■ Trecho citado ■
Título: O suplício do pequeno João
Autor: Di Franco, Carlos Alberto
Fonte: O Estado de São Paulo, 26/02/2007, Espaço Aberto, p. A2

O suplício do pequeno João Hélio, arrastado pelo chão pavimentado com a violência perversa que corrói a sociedade brasileira, produziu horror, discursos indignados e um certo clima maniqueísta.

Alguns, dominados por compreensível revolta, desejam a imediata redução da maioridade penal. Apostam na repressão como forma de defesa social. Outros, apoiados numa distorcida visão dos direitos humanos, transferem para a sociedade toda a culpa pela onda de crueldade que tem marcado as ações das gangues juvenis. O chamado pecado social acaba apagando qualquer vestígio de responsabilidade individual.

Reduzir a maioridade penal ou aumentar exponencialmente as penas são propostas que emergem com a força incontida da revolta e da dor. Funcionarão? Penso que não. Representarão, sim, uma demanda fortíssima para um sistema penitenciário que não se agüenta em pé. Ademais, o problema não é duplicar ou triplicar os anos de encarceramento. Uma das causas da violência é a certeza da impunidade. O criminoso sabe que a probabilidade de um longo período de reclusão só existe na letra morta da lei. O Brasil, sabemos todos, não padece de anemia legal. O nosso drama é a falta de eficácia na aplicação da lei. A Itália, nação também latina e emocional, soube combater suas máfias com notável sucesso. E não falemos nos países anglo-saxões. Lá fora também existe corrupção, só que as autoridades põem os ladrões na cadeia.

O que a sociedade assiste, em todos os níveis, a começar pelos patamares mais altos, é ao jogo do faz-de-conta e ao triunfo da mais obscena impunidade. O teatro das CPIs, a desenvoltura dos sanguessugas, a reeleição de inúmeros corruptos, a novela inacabada da origem do dinheiro do dossiê e tantas outras bofetadas na cidadania compõem o ambiente perfeito para a institucionalização do crime. A fibra moral da sociedade vai se desfazendo numa velocidade assustadora. Mas há, estou convencido, causas ideológicas mais profundas para o eclipse da ética e para a explosão das ações anti-sociais. O relativismo ético, a ausência de limites e a crise da família estão na raiz da patologia social.

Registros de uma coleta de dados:
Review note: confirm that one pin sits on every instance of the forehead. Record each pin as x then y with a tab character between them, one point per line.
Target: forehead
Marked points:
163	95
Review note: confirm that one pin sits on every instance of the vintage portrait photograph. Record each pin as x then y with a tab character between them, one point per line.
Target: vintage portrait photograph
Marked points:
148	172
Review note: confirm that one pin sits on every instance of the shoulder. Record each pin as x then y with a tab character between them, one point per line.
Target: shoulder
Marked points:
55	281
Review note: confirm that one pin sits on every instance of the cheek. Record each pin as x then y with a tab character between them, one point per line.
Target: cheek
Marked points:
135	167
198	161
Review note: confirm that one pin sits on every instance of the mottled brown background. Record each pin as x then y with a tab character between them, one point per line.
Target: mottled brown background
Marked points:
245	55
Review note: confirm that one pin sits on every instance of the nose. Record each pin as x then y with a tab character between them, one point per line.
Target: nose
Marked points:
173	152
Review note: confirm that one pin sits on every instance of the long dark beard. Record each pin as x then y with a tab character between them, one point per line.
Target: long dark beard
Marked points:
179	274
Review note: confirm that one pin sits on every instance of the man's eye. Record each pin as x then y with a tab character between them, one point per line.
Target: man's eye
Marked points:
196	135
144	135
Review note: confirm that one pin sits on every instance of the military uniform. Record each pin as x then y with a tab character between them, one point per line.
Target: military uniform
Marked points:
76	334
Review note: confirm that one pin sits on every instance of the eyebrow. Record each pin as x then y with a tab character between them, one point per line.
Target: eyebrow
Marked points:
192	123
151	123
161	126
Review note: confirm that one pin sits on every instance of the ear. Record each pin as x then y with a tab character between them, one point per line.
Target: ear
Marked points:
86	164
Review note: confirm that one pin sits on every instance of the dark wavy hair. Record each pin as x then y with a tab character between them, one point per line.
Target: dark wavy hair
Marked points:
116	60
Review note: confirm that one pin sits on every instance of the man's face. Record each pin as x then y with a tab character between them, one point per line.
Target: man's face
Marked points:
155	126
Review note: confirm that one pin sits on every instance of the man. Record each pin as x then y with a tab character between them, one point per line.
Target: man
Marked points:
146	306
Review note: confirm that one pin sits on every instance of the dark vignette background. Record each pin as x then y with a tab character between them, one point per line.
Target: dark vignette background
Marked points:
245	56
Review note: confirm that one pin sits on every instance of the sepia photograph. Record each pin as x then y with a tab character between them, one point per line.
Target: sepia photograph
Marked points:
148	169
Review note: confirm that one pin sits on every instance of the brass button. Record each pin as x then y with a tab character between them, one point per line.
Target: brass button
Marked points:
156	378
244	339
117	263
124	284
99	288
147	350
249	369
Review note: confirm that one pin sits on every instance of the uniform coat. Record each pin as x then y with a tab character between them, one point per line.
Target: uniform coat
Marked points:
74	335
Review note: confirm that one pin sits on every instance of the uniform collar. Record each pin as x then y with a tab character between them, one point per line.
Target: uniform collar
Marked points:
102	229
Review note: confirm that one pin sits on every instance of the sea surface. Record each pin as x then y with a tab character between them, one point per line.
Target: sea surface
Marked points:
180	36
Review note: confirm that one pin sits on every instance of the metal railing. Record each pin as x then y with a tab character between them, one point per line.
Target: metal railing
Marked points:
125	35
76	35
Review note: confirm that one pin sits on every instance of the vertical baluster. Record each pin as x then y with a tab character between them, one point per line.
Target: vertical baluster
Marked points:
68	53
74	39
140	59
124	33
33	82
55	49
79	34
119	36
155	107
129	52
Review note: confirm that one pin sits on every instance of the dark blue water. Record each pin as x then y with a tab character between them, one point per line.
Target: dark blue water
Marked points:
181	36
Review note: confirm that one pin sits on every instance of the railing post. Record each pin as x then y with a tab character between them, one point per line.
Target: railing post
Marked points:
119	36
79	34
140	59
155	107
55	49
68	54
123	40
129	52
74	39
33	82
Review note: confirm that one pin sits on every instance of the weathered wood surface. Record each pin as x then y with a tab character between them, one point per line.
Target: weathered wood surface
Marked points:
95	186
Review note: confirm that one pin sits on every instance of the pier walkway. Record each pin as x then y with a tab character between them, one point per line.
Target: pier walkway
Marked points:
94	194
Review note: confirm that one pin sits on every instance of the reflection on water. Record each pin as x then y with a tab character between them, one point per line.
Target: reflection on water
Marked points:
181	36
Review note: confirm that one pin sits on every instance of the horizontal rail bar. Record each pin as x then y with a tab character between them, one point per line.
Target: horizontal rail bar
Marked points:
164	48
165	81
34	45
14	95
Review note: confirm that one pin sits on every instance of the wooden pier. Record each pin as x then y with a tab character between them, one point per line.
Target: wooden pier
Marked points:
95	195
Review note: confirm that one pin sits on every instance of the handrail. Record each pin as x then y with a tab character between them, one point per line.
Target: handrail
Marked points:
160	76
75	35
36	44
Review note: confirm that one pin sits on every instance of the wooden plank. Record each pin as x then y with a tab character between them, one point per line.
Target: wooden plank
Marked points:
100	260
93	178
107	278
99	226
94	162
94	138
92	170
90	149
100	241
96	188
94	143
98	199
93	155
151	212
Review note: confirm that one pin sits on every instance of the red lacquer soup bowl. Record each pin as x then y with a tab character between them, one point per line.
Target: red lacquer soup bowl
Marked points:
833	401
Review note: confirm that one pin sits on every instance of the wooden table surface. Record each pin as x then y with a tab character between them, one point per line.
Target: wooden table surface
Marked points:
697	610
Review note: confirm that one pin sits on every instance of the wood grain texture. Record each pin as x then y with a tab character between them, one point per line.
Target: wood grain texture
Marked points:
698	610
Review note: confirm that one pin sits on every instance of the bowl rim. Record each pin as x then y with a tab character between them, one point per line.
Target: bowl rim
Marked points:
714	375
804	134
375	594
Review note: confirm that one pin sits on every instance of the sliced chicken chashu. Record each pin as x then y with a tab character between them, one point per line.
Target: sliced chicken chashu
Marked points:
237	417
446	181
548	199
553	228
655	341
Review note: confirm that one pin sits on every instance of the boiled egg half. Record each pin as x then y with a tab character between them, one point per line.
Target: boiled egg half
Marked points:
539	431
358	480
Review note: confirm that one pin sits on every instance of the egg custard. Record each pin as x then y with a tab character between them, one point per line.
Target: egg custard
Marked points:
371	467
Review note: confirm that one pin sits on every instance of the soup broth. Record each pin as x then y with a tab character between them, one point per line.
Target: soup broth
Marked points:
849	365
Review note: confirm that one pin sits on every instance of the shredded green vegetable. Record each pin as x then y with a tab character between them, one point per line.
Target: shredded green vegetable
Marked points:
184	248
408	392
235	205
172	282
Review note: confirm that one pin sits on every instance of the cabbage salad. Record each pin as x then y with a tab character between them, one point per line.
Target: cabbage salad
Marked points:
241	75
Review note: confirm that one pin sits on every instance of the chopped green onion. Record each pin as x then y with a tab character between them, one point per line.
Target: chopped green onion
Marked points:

■ Suas tarefas ■
- 1) Por favor, copie do artigo sobre o suplício do pequeno João Hélio a parte que vai de "O suplício do pequeno João Hélio, arrastado" até "certo clima maniqueísta.", inclusive.
- 2) Retome o artigo sobre o suplício do pequeno João Hélio e dê continuidade ao texto a partir do ponto em que ele termina.

■ Respostas do exercício ■
- 1)
O suplício do pequeno João Hélio, arrastado pelo chão pavimentado com a violência perversa que corrói a sociedade brasileira, produziu horror, discursos indignados e um certo clima maniqueísta.

- 2)
De fato, quantas correntes ideológicas, quantos modismos intelectuais vivemos nas últimas décadas? A busca da verdade é freqüentemente etiquetada como fundamentalismo, ao passo que o relativismo, isto é, o deixar-se levar ao sabor da última novidade, aparece como a única atitude à altura dos tempos que correm. Vai-se constituindo a intolerância do relativismo que não reconhece nada como definitivo e que usa como critério apenas o próprio eu. Porém, como lembra Bento XVI, do alto de sua inequívoca autoridade intelectual, 'a renúncia à verdade não soluciona nada, mas ao contrário: conduz à ditadura da arbitrariedade'. O relativismo está, de fato, na origem do enfraquecimento da democracia e nas agressões cada vez brutais aos direitos humanos.

Há no cerne da crise uma profunda raiz ideológica. Na verdade, as bases racionais da modernidade foram minadas pelo pensamento de Nietzsche. O pai do relativismo moderno sempre argumentou que o homem era um animal criador de valores e que a complexa 'linguagem do bem e do mal' manifestada pelas diferentes culturas era puro produto da razão. Rompeu-se, assim, o nexo de união entre vontade e razão. Dessa forma, as pessoas passaram, no seu comportamento prático, a confundir gosto com vontade, sem conseguir captar as profundas diferenças existentes entre ambos. Por isso, cada vez mais o gosto, o capricho, o prazer (incluindo as suas manifestações mórbidas e doentias) passaram a impor sua força cega. Um dos traços comportamentais que marcam a decomposição ética da sociedade é, efetivamente, o desaparecimento da noção da existência de relação entre causa e efeito. A responsabilidade, conseqüência direta e lógica dos atos humanos, simplesmente desapareceu. O fim justifica os meios. Sempre. Trata-se da conseqüência lógica do raciocínio construído de costas para a verdade. O político não tem limites na busca do poder. O burocrata avança no dinheiro público. E o ladrão de carro não pára diante do corpo dilacerado do pequeno João. É terrível, mas é assim.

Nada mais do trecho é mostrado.